Exercise 1. In the film review, which span of years does the documentary's chapter format cover?
Exercise 2. Continue the film review from its final sentence.

Silence = Death. “Health care is a right! Act up! Fight back! Fight AIDS!” You may have seen them demonstrating on the streets, but How To Survive A Plague is an honest, no-holds-barred peek into the world of ACT UP and TAG (Treatment Advisory Group), and their fight to find help for those with HIV and AIDS at a time when nobody seemed to care, or were too frightened of the disease to do anything. This movie jumps right out of the gate, coming at you hard and fast with information and personal revelations that you can’t turn away from. A mix of history class and raw energy, How To Survive A Plague is a look back at how people with no medical training, no experience with the workings of the government, and very little public support were able to change HIV/AIDS from a death sentence to a chronic, manageable illness.
Plague starts with archival footage, breaking the years down in chapter format, from 1987-1995. This 1987 is very different from the one in Rock of Ages; it’s year 6 of the AIDS epidemic in Greenwich Village. “Even hospitals turn away the dying” — and if that doesn’t break your heart you’re made of stone. It feels like war footage, and that’s no coincidence: the fight for survival against HIV/AIDS was and is the war at home. Plague has a down-n-dirty home movies feel that gives the film an intimacy that wouldn’t have been achieved with a brightly polished look. The filmmakers let the archival footage they use speak for itself. It’s eloquence is heartbreaking and arresting.
Not only is How To Survive A Plague a history lesson, it’s a lesson on how the drugs used to combat HIV/AIDS work. Speakers include Dr Fauci of the NIH and Susan Ellenberg of U Penn (though she was with the NIH in the footage used in this film). There’s also an intelligent, easy-to-understand description of Protease inhibitors, along with the pros and cons of these drugs. What sets How To Survive A Plague apart from many other documentaries about the HIV/AIDS epidemic is the filmmakers unflinching look at all sides of the story. Do they have an agenda? Of course: people shouldn’t have to die from HIV/AIDS. But that agenda doesn’t get in the way of showing viewers exactly what went on in ACT UP’s fight to be heard. When members of ACT UP felt some of their members got too cozy with politicos and businesses, this film doesn’t cover that up or try to make excuses. The directors show us everything, warts and all.

(Saved entries)
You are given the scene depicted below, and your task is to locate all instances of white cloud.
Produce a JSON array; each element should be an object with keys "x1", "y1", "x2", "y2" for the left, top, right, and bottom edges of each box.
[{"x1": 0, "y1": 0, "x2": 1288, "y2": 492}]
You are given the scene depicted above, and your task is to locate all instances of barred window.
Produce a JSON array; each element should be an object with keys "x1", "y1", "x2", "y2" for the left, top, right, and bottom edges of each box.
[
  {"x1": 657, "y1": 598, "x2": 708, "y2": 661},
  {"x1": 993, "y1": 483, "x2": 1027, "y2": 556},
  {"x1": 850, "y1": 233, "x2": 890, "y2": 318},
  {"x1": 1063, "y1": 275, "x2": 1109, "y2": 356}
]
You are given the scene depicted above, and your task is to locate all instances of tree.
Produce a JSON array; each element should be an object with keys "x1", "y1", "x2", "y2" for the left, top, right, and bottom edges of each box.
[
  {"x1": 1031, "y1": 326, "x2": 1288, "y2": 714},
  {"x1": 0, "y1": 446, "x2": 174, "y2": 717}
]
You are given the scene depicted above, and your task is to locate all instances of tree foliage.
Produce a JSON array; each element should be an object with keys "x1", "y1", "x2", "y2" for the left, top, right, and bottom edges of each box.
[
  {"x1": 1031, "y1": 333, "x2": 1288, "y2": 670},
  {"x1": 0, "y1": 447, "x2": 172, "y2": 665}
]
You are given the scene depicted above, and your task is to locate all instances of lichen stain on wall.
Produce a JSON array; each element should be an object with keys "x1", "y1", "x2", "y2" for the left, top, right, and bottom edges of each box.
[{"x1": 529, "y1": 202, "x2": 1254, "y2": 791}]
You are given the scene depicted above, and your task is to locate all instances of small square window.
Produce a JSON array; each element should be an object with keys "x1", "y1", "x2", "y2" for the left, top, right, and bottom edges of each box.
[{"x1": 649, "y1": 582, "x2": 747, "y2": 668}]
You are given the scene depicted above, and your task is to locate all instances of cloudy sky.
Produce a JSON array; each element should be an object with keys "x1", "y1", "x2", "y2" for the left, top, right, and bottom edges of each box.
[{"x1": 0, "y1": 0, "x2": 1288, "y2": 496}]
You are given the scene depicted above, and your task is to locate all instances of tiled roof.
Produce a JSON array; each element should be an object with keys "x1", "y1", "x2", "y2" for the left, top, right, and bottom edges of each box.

Expected answer 1. 1987 to 1995.

Expected answer 2.
Plague also looks at why the need for affordable medicines was so dire; at the start of the well-known drug treatment AZT (azidothymidine/zidovudine), the costs were ten thousand dollars a year per individual. Not to mention the difficult fight to get these drugs approved, and the fear those infected with HIV held in their hearts when government bureaucracy threatened to slow things down. No wonder people were administering medicines to themselves because those medicines weren’t yet approved. Talk about being on the front line of R&D. Or life and death; in this instance it’s the same difference.
Mind-blowing movie moment? Seeing conservative homophobe Pat Buchanan agree with a member of ACT UP. It’s regarding access to drugs, but still. Ba-boom!
Where-Are-They-Now prologues at the end credits update viewers on some of the people from the documentary. Always a good thing, but especially meaningful here. It warms the heart to see those who survived…even though the ones who didn’t aren’t far from everyone’s mind.
Get out to the multiplex. Go see How To Survive A Plague. And when something in the world seems wrong to you…ACT UP.